## Source passage
----------

I don’t think I appreciated just how much those loves would upset other people. You see, even although I have no power except the one vote that we all get on gaining the requisite age, my opinions seem revoltingly offensive to some. All I have is this blog, through which I continue to voice my loves. It offends me when people say of Lewis that there is no distinctive culture. Somehow, I feel like Scarlett O’ Hara slapping her petulant sister, and saying, ‘don’t say you hate Tara – it’s the same as hating ma and pa’.

It saddens me that in this supposedly enlightened age, I have to explain that loving my heritage – Gaelic, crofting, Free Church – does not make me a bigot. I do not despise people who are different; but I do question why my difference, the distinctiveness of Lewis has to be a problem to solve, not an attribute to celebrate.

I am sad that a narrative has crept in which is entirely critical of this island. It’s backward, it’s repressed, it’s secretive, it’s got a dark side. Well, maybe I’m just the delusional closed mind some say I am, but that is not my Lewis.

My Lewis is warm and welcoming. It is that particular brand of island humour which manages to be sharp and gentle all at once. Lewis people are polite, never ones to push themselves forward or demand a hearing. And they are unfailingly kind. This is an island of hands clasped in friendship, of ‘placing’ one another, of being interested. When you die in Lewis, there will always be someone to attend your funeral.

We respect the dead, but crucially, we don’t wait until then – we respect the living too.

Blogging has been a revelation, then. Like a poultice, it seems to have drawn an awful lot of poison to the surface. It is no surprise in one respect: Christians are prepared to be hated, after all, for the sake of who they follow. But He does not send us out into the field unprepared, or unarmed. Their slings and arrows may graze, but the wounds they leave, like their arguments, are always superficial.

Far and away the greatest revelation, though, has not been the hatred – the anonymous messages, the disrespectful language, the bullying; it has been the fullness of God’s love that I have experienced through writing the blog.

He has brought me into contact with so many of His people through it. These people have encircled me with prayer and upheld me in all manner of trouble – even, I suspect, though they sometimes didn’t know it. Messages of support will come when I am on the point of giving in; a portion of Scripture shared when my grief is too heavy a burden; links to music that will uplift my heart when it is struggling to find joy.

I learned something so important last year, which I know I have alluded to before. Why wouldn’t I – it was life-changing; I will share it every chance I get. And I must apologise to the troll who accused me recently of getting all my thinking from the pulpit, but this DID emanate from just that source.

In all of our trials, we are not to be worried how we will maintain our faith in God; we are to see them as a means to experience more of His love for us.

I have experienced His love so abundantly that one hundred blogs more would not do it justice. He has never left my side, and I will not leave His. Where His name is trodden on and where His church and His people, who are also my people, are spat at, I will also go to be spat at.

Love me, despise me, ignore me – I am not going away.

----------

## Problem A
Duplicate everything in the blog post about Lewis from "I am sad that" down to "the living too.".
The blog post about Lewis has no connection to the records that come after it.

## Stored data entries

----------

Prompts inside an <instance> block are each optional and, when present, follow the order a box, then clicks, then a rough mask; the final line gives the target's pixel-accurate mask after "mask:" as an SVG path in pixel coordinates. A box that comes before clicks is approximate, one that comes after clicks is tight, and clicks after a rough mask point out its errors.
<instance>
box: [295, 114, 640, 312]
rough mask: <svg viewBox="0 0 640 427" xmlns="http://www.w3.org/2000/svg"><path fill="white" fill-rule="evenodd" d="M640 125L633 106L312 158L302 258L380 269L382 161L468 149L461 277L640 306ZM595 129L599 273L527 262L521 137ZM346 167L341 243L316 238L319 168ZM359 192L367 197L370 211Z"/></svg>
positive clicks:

----------

## Problem B
Gather every line of the records that contains the string "path", matching its case exactly.

## Solution A
I am sad that a narrative has crept in which is entirely critical of this island. It’s backward, it’s repressed, it’s secretive, it’s got a dark side. Well, maybe I’m just the delusional closed mind some say I am, but that is not my Lewis.

My Lewis is warm and welcoming. It is that particular brand of island humour which manages to be sharp and gentle all at once. Lewis people are polite, never ones to push themselves forward or demand a hearing. And they are unfailingly kind. This is an island of hands clasped in friendship, of ‘placing’ one another, of being interested. When you die in Lewis, there will always be someone to attend your funeral.

We respect the dead, but crucially, we don’t wait until then – we respect the living too.

## Solution B
Prompts inside an <instance> block are each optional and, when present, follow the order a box, then clicks, then a rough mask; the final line gives the target's pixel-accurate mask after "mask:" as an SVG path in pixel coordinates. A box that comes before clicks is approximate, one that comes after clicks is tight, and clicks after a rough mask point out its errors.
rough mask: <svg viewBox="0 0 640 427" xmlns="http://www.w3.org/2000/svg"><path fill="white" fill-rule="evenodd" d="M640 125L633 106L312 158L302 258L380 269L382 161L468 149L461 277L640 306ZM595 129L599 273L527 262L521 137ZM346 167L341 243L316 238L319 168ZM359 192L367 197L370 211Z"/></svg>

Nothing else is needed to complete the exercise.